● **COMPITI DA SVOLGERE**
• a. Traduci in inglese la frase del brano sui patti prematrimoniali "Unico vincolo che deve, comunque, essere rispettato è la salvaguardia di quei diritti fondamentali costituzionalmente garantiti."
• b. Riprendi per favore il brano sui patti prematrimoniali, scrivendo il seguito a partire dalla sua ultima frase.
═══ ESTRATTO ═══
I patti prematrimoniali potrebbero presto diventare realtà anche nel nostro Paese! Di cosa si tratta? Sono accordi tra coniugi contratti prima della celebrazione del matrimonio (in forma di atto pubblico redatto da notaio, alla presenza di due testimoni), con cui i futuri coniugi stabiliscono preventivamente e consensualmente quali saranno i loro rapporti patrimoniali in vista dell’eventuale cessazione del vincolo matrimoniale (separazione, divorzio, cessazione degli effetti civili del matrimonio). Perché? Per fissare anticipatamente le conseguenze della separazione o del divorzio in modo consensuale, evitando articolati e sfibranti contenziosi successivi nella fase più critica del rapporto.

   Da tempo si discute, anche a livello legislativo, in ordine alla possibilità di rendere validi, nel nostro ordinamento, i cosiddetti patti prematrimoniali: all’interno del Disegno di Legge per la revisione del Codice Civile c’era e c’è (anche) l’introduzione degli accordi prematrimoniali in materia di patrimonio, educazione dei figli ed ogni altro tipo di rapporto personale tra i coniugi, con una disciplina che varrebbe sia per le coppie sposate, sia per le unioni civili tra persone dello stesso sesso. I patti prematrimoniali, ancora oggi non disciplinati dalla legge italiana e vietati e ritenuti nulli dall’orientamento della giurisprudenza di legittimità, sono, al contrario, molto diffusi all’estero, soprattutto nei Paesi di tradizione anglosassone.

Gli accordi in questione non riguardano (o meglio possono non riguardare) solo gli aspetti economici e finanziari della coppia, ma anche la gestione di ogni aspetto personale (come la scelta della residenza), nonché l’educazione della prole (ad esempio, la preferenza verso un tipo di scuola o verso un indirizzo educativo). Unico vincolo che deve, comunque, essere rispettato è la salvaguardia di quei diritti fondamentali costituzionalmente garantiti. Ad esempio, non sarebbe possibile una rinuncia al mantenimento in caso di separazione e divorzio, ove uno dei coniugi versi in condizione di necessità e di bisogno; così come, per altro verso, la stipulazione di tali accordi non deve incidere sui diritti e sugli obblighi inderogabili che derivano dal matrimonio (il diritto agli alimenti, il dovere di assistenza morale e materiale, l’obbligo di mantenimento dei figli minori o maggiorenni non economicamente autosufficienti), né sullo status coniugale, ma dovrebbe disciplinare esclusivamente l’entità e le modalità concrete per la realizzazione dei diritti e doveri “disponibili” (cioè negoziabili) tra coniugi.
═══ DATI FORNITI ═══
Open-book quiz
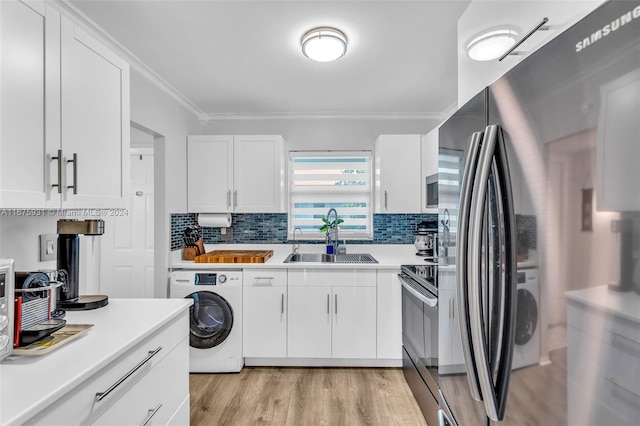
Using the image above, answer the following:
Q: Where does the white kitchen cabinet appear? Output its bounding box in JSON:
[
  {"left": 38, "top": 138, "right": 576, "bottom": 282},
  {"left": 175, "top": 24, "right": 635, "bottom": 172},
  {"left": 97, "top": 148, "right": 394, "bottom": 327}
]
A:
═══
● **RISPOSTE PER COMPITO**
• a. The only constraint that must, in any case, be respected is the safeguarding of those constitutionally guaranteed fundamental rights.

• b.
Gli accordi prematrimoniali (prenuptial agreements) e i contratti di convivenza (cohabitation contracts) rappresentano, come già detto, una realtà consolidata in ordinamenti stranieri, in particolare nell’ambito del common-law di tradizione anglosassone (Inghilterra, Usa, Australia), dove sono adottati per regolare vari aspetti, patrimoniali e non, della relazione di coppia e della sua eventuale crisi (in contemplation of divorce).

Recentemente anche alcuni Stati dell’area europea hanno cominciato ad adottare questo strumento: in particolare, la Germania ha introdotto nel proprio ordinamento la possibilità per i coniugi (o conviventi) di determinare preventivamente qualsiasi aspetto patrimoniale della loro unione e di un’eventuale separazione (perfino escludendo del tutto la corresponsione di un assegno divorzile), con l’eccezione di clausole (considerate illegittime) riguardanti aspetti particolarmente sensibili come il credo religioso e politico, l’obbligo di fedeltà e la filiazione.

In Inghilterra i prenuptial agreements vengono stipulati dalle coppie prima del matrimonio, per regolare gli aspetti patrimoniali e non patrimoniali del matrimonio e della sua eventuale fase patologica.

In Australia, i prenuptial agreements regolano i rapporti patrimoniali in costanza di matrimonio e quelli in contemplation of divorce; tali accordi devono salvaguardare i soggetti deboli, garantire la formazione corretta del consenso ed essere modificabili.

Negli Stati Uniti i prenuptial agreements sono ammessi e disciplinati ormai da tempo: la regolamentazione è diversa da Stato a Stato, anche se nel 1983 sono stati introdotti principi di    uniformità, cosiddetti Uniform Premarital Agreement Acts, che tutti devono rispettare indistintamente.

In Germania, poi, gli accordi prematrimoniali sono ammessi da dottrina e giurisprudenza. In sede di stipula degli Eheverträge i coniugi possono decidere in merito all’assegno divorzile, rinunciare alla liquidazione delle aspettative pensionistiche e modificare l’importo del mantenimento, ove siano intervenute sostanziali variazioni delle condizioni economiche.

In Spagna, il Codi de familia catalano prevede la possibilità di stipulare patti in previsione della futura ed eventuale rottura del matrimonio.

In Francia gli accordi prematrimoniali non sono ancora ritenuti validi, ma il codice civile dà ampio spazio all’autonomia privata nell’ambito delle convenzioni stipulate durante il matrimonio. A far tempo dal 1999, infatti, sono stati introdotti i P.a.c.s. (pacte civil de solidaritè), contratti di convivenza tipizzati, che prevedono forme di unione alternative al matrimonio (cui possono accedere anche coppie omosessuali) e stabiliscono diritti e doveri delle coppie conviventi che vi ricorrono.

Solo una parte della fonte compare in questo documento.